- _Фрагмент документа_
--

Цифровой мир, или киберпространство, находится в своем развитии на развилке. И речь идет не о конкретных технологиях, а о концепции политики государства по отношению к киберпространству и к тому, каким образом и в каких объемах государство должно на него влиять. Разоблачения Эдварда Сноудена стали тем толчком, который вызвал лавину размышлений во многих странах мира. И в центре этих размышлений одна проблема: как обеспечить суверенитет государства в эпоху тотальной цифровой прозрачности и наличия таких методов съёма информации, которые никому в прошлом даже не снились?
Американская концепция киберпространства не может не быть имперской. Это означает, что безопасность США делается точкой отсчёта поведения всех остальных государств и международных организаций, которым имперский «Центр» может оказать «милость» и открыть доступ к части своих возможностей, но потребует за это полного подчинения. Если раньше это подчинение выражалось в принятии культуры, экономики, валюты «Центра», то теперь – в требовании признать доминирование американских ИТ-корпораций на внутренних рынках других стран. Более того, подразумевается, что другие страны должны отказаться от самостоятельной поддержки своих киберпотенциалов, поскольку «верховный защитник» уже обо всем позаботился. Так сказать, идея «информационного зонтика»…
Европа долгое время соглашалась с такой логикой, едва ли не полностью отказавшись от наращивания своих мощностей в цифровом мире. Этому способствовало то, что социалистические установки идеологов построения европейского информационного общества эклектично наложились на общую неолиберальную модель Евросоюза. Однако дело Сноудена выдернуло европейцев из их сладкого забытья и заставило серьезно осмотреться в поисках адекватных моделей ответа на американскую цифровую гегемонию.
Удивительно, но такой моделью всё более явно становится та, которую сами же европейцы нещадно критиковали последние 20 лет – китайская. Отдельные элементы ее внедрения в Европе наблюдались еще в 2009-2010 гг. Тогда европейские правительства пошли на открытую конфронтацию с американскими ИТ-корпорациями, в частности с Google и Microsoft. В каждом случае это было что-то своё (например, для Германии и Греции это было связано с проектом Google Street View, для Франции – с попытками оцифровки ее библиотечных фондов), но в каждом случае европейцы пытались поставить барьер безмерному цифровому присутствию США на их территории. В 2011 году даже обсуждался вопрос «Цифрового Шенгена», организованного явно на манер «Золотого щита» Китая, но дальше общих рассуждений дело не пошло.
Видимо, опыт Китая (в научной литературе его называют «восточноазиатским опытом построения информационного общества») будет всё больше востребован в дальнейшем теми странами, которые хотят быть субъектами международной политики, а не послушными исполнителями воли «Центра».
В основе «китайской модели» в первую очередь лежит признание того, что «универсальные ценности» не такие уж универсальные. Каждая крупная цивилизация за тысячелетия своего существования выработала свои, присущие ей глубинные коды, которые можно смело назвать «национальными ценностями» и которые всегда самобытны. Для Китая, например, таковыми являются конфуцианские ценности. Однако китайцы признают наличие различных систем ценностей и не помещают страны с ценностными системами, отличными от их собственной, в категорию «варварских», как это делают проповедники «универсальных ценностей» на Западе.

--

- _Исходные данные_

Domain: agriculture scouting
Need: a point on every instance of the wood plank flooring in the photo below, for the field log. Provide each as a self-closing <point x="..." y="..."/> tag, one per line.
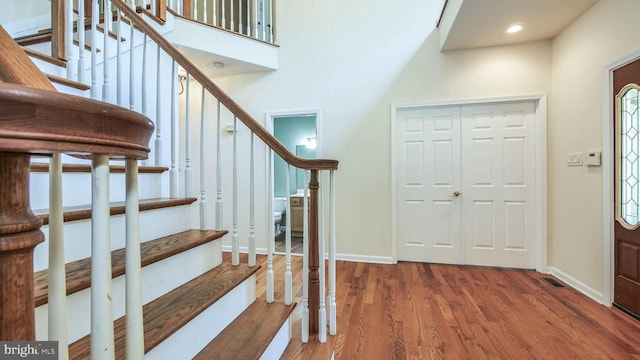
<point x="427" y="311"/>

--

- _Задание 1_
Объясните, что, согласно фрагменту документа, способствовало тому, что Европа долго почти полностью отказывалась наращивать свои мощности в цифровом мире.
- _Задание 2_
Какие ценности фрагмент документа называет национальными ценностями Китая?

- _Полное решение 1_
Этому способствовало то, что социалистические установки идеологов построения европейского информационного общества эклектично наложились на общую неолиберальную модель Евросоюза. Поэтому Европа долгое время соглашалась с американской логикой.

- _Полное решение 2_
Конфуцианские ценности.